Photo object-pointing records
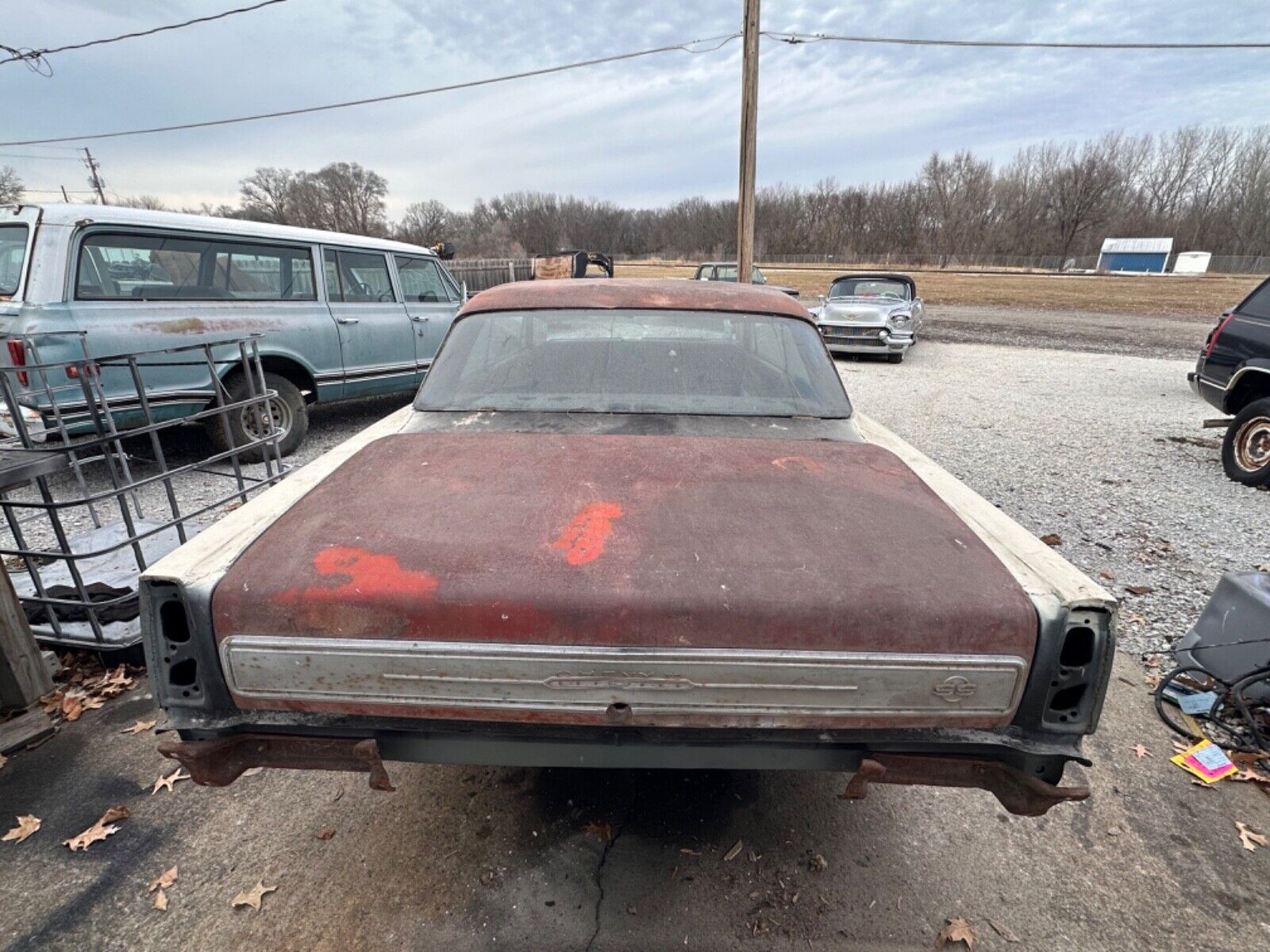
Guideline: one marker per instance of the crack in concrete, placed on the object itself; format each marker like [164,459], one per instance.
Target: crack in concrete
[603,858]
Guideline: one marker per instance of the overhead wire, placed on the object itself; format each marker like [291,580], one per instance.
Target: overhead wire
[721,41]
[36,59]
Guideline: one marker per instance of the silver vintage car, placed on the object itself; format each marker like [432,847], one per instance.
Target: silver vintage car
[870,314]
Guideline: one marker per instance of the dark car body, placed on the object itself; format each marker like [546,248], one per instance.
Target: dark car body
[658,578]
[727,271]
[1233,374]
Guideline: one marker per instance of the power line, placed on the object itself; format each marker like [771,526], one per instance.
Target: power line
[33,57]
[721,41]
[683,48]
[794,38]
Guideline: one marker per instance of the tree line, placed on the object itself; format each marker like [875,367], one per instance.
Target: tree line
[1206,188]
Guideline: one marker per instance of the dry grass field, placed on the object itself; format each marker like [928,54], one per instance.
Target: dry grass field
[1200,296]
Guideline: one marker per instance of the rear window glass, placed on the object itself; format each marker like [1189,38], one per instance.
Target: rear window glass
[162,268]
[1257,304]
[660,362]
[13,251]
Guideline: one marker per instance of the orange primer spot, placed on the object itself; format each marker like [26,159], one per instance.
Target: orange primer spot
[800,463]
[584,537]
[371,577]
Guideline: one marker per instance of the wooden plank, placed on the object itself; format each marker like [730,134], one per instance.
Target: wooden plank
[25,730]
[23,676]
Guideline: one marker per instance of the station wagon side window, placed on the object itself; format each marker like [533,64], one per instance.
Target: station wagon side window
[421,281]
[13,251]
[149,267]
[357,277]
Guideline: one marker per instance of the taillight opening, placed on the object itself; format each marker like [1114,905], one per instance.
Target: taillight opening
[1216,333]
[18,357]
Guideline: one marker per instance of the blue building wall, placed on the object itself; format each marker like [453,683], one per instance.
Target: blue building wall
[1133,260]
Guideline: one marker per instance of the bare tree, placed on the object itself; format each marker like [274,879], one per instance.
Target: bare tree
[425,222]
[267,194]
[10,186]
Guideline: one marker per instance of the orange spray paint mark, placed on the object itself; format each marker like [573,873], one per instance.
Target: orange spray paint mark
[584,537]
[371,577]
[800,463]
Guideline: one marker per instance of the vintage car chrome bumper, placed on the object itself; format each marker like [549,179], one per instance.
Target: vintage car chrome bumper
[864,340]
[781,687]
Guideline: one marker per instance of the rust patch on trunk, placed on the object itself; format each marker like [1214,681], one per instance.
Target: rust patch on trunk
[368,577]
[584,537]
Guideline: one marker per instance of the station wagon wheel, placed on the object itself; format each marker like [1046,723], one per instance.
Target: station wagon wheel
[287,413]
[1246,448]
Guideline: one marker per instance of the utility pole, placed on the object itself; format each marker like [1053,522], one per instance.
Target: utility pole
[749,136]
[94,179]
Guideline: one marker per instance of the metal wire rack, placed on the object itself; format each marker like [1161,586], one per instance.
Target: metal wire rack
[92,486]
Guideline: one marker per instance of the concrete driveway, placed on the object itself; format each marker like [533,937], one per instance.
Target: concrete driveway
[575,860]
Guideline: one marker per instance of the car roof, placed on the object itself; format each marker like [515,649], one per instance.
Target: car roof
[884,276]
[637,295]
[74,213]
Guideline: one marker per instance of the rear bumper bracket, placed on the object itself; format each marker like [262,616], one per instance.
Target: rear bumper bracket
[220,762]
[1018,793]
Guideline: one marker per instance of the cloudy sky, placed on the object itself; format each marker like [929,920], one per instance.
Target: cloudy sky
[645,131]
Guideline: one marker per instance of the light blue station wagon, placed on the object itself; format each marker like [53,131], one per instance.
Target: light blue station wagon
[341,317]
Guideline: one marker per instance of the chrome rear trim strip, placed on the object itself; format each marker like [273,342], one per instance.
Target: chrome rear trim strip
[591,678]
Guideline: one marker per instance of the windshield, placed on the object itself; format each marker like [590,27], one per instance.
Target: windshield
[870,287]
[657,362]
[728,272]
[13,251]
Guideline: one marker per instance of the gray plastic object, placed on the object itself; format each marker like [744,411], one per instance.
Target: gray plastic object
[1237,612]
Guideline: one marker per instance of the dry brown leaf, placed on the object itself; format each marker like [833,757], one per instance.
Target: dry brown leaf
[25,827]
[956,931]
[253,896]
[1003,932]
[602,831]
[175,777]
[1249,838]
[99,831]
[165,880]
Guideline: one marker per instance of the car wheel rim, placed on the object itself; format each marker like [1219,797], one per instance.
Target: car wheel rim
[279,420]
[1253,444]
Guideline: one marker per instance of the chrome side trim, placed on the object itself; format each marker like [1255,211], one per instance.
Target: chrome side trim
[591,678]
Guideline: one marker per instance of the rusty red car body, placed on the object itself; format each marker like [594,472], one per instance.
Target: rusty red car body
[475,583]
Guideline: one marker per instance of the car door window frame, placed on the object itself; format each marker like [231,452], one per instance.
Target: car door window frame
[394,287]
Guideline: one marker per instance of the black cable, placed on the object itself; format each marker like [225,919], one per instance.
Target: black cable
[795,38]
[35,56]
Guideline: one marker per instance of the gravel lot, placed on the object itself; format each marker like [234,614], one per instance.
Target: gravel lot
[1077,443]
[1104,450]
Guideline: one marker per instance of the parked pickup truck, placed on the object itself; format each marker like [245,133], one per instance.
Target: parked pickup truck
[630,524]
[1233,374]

* _WORK REQUIRED_: Put the lines above into a Markdown table with the columns Row and Line, numbering each row and omitting blank lines and the pictures.

* _COMPLETE ANSWER_:
| Row | Line |
|---|---|
| 1 | Guideline: one marker per instance of the crack in concrete, placed on the object itself; format each marker like [164,459], one per instance. |
| 2 | Target: crack in concrete |
| 3 | [603,858] |
| 4 | Guideline: one marker per instance of the overhead wire, placed on the object itself; format each marker like [291,580], one per instance. |
| 5 | Target: overhead wire |
| 6 | [721,41] |
| 7 | [36,59] |
| 8 | Guideline: one marker per instance of the silver vintage car, placed on the object itself; format each marker like [432,847], one per instance. |
| 9 | Target: silver vintage car |
| 10 | [870,314] |
| 11 | Guideline: one marker per instance of the dark car body, placed on the object itself; format each marker like [546,248], one per instance. |
| 12 | Target: dark car body |
| 13 | [658,578] |
| 14 | [727,271] |
| 15 | [1233,374] |
| 16 | Guideline: one marker per instance of the power line, placed on the object itself; format each marker like [771,526], one per instance. |
| 17 | Target: power line |
| 18 | [33,57] |
| 19 | [721,41] |
| 20 | [683,48] |
| 21 | [794,38] |
| 22 | Guideline: one marker per instance of the tree line, placed on the object itself; format each marker like [875,367], one per instance. |
| 23 | Target: tree line |
| 24 | [1206,188] |
| 25 | Guideline: one marker per instance of the dry grass field, placed on the object itself; format each marker like [928,54], one per instance. |
| 26 | Target: dry grass field |
| 27 | [1200,296] |
| 28 | Guideline: one marker per instance of the rear window glass, placed on the object itself; format each marker like [1189,38], one per instance. |
| 29 | Target: rear window glass |
| 30 | [162,268] |
| 31 | [1257,304] |
| 32 | [660,362] |
| 33 | [13,251] |
| 34 | Guideline: one marker per instance of the orange primer spot, placed on the object itself; format each marker like [26,159], one per instance. |
| 35 | Target: orange primer spot |
| 36 | [800,463] |
| 37 | [584,537] |
| 38 | [371,577] |
| 39 | Guideline: one marker per instance of the wooden plank, placed on the object itself; format each marker like [730,134], one per instance. |
| 40 | Target: wooden plank |
| 41 | [25,730] |
| 42 | [23,676] |
| 43 | Guideline: one marker per instance of the station wagon side window, placed on the object itself; format each marker like [533,64], one per instance. |
| 44 | Target: station wagon side window |
| 45 | [421,281] |
| 46 | [13,251] |
| 47 | [149,267] |
| 48 | [357,277] |
| 49 | Guideline: one marker per instance of the taillight opening, placed on the object itself; format each marker like [1114,905], one per instance. |
| 50 | Target: taillight opening |
| 51 | [1216,333] |
| 52 | [18,357] |
| 53 | Guideline: one marker per instance of the blue building wall, placed on the object itself; format each marker like [453,683], one per instance. |
| 54 | Target: blue building wall |
| 55 | [1133,260] |
| 56 | Guideline: one marker per instance of the bare tree, placed on the object itself; format each marker like [274,879], one per instance. |
| 57 | Target: bare tree |
| 58 | [425,222] |
| 59 | [267,194] |
| 60 | [10,186] |
| 61 | Guideline: one marker per instance of the orange spray paint mark, placed on the object itself; format each marker like [573,873], one per instance. |
| 62 | Target: orange spray paint mark |
| 63 | [584,537] |
| 64 | [371,577] |
| 65 | [800,463] |
| 66 | Guideline: one marker per instance of the vintage car chrome bumper, placed on the object itself; format each marker like [549,179], one per instance. |
| 67 | Target: vintage car chrome bumper |
| 68 | [864,340] |
| 69 | [781,687] |
| 70 | Guideline: one marker per instance of the rust patch on trunk, placed on the object itself; format each marker like [1214,681], one per instance. |
| 71 | Target: rust patch on trunk |
| 72 | [368,577] |
| 73 | [584,537] |
| 74 | Guideline: one marker per instance of the station wagon wheel, placed on the object itself; format each marker like [1046,723], one per instance. |
| 75 | Target: station wagon wheel |
| 76 | [287,413] |
| 77 | [1246,448] |
| 78 | Guideline: one marker per instance of the utility pole, placed on the object itself; format each marker like [1053,522], one per instance. |
| 79 | Target: utility pole |
| 80 | [749,136] |
| 81 | [94,179] |
| 82 | Guideline: one marker per instance of the metal wire rack, placed on the object itself; format each marker like [1161,586], one per instance. |
| 83 | Target: metal wire rack |
| 84 | [92,486] |
| 85 | Guideline: one marker per instance of the concrete driveway, placed on the object itself; format each marker like [533,937], one per instance. |
| 86 | Target: concrete driveway |
| 87 | [575,860] |
| 88 | Guideline: one marker per instance of the car roof, placed on the object itself; format each marker like [515,649], one per instance. |
| 89 | Target: car roof |
| 90 | [884,276] |
| 91 | [637,295] |
| 92 | [74,213] |
| 93 | Guideline: one marker per instance of the rear bumper bracket, placed on the object itself; format each marker like [262,616], one per instance. |
| 94 | Target: rear bumper bracket |
| 95 | [220,762] |
| 96 | [1018,793] |
| 97 | Guideline: one marker per instance of the cloudy sky, placed on the object itself; format each marker like [929,920], one per instance. |
| 98 | Target: cloudy sky |
| 99 | [645,131] |
| 100 | Guideline: one marker per instance of the light blue station wagon, placed on the object itself; format each marker like [53,131], one per instance. |
| 101 | Target: light blue station wagon |
| 102 | [341,317] |
| 103 | Guideline: one marker per instance of the chrome rear trim strip, placed on the object itself; format each marker like [273,342], one per instance. |
| 104 | Target: chrome rear trim strip |
| 105 | [591,678] |
| 106 | Guideline: one marker per instance of the windshield, placed on the object itself; format each marker like [590,27], one per instance. |
| 107 | Target: windshield |
| 108 | [870,287] |
| 109 | [657,362] |
| 110 | [728,272] |
| 111 | [13,251] |
| 112 | Guideline: one marker per instance of the gray plastic object, placed on the object itself; format each marker like [744,411], one per instance. |
| 113 | Target: gray plastic object |
| 114 | [1237,612] |
| 115 | Guideline: one marker per instance of the dry brown leaf, placed on the object itself; format each marker like [833,757], one per instance. |
| 116 | Target: dry brown leaf |
| 117 | [25,827] |
| 118 | [956,931] |
| 119 | [253,896] |
| 120 | [1003,932] |
| 121 | [602,831] |
| 122 | [175,777] |
| 123 | [1249,838] |
| 124 | [99,831] |
| 125 | [165,880] |
| 126 | Guideline: one marker per instance of the car wheel rim, placed on the object itself; format each marker like [1219,797], one per instance. |
| 127 | Target: car wheel rim |
| 128 | [279,420] |
| 129 | [1253,444] |
| 130 | Guideline: one marker per instance of the chrome side trim, placed on the object itself; format each marker like [1255,211], one per instance. |
| 131 | Target: chrome side trim |
| 132 | [591,678] |
| 133 | Guideline: one marker per instance of the rusty red car body, placed on the object itself; format each marker like [594,472], one per instance. |
| 134 | Target: rusty red car body |
| 135 | [475,583] |
| 136 | Guideline: one marker per instance of the car door window frame, placed on the object itself; format each marker like [231,452], one per instance. |
| 137 | Target: car door window frame |
| 138 | [394,287] |
| 139 | Guideline: one marker per instance of the black cable, placed on the object itself; format each marker like [225,919], one per instance. |
| 140 | Target: black cable |
| 141 | [795,38] |
| 142 | [35,56] |
| 143 | Guideline: one marker per instance of the gravel lot, placed on the object itself; format each marker like [234,614], one per instance. |
| 144 | Target: gravel lot |
| 145 | [1077,443] |
| 146 | [1104,450] |
| 147 | Guideline: one marker per instance of the parked pickup truck, placed on the object itself; format each marker like [245,133], one per instance. |
| 148 | Target: parked pickup truck |
| 149 | [630,524] |
| 150 | [1233,374] |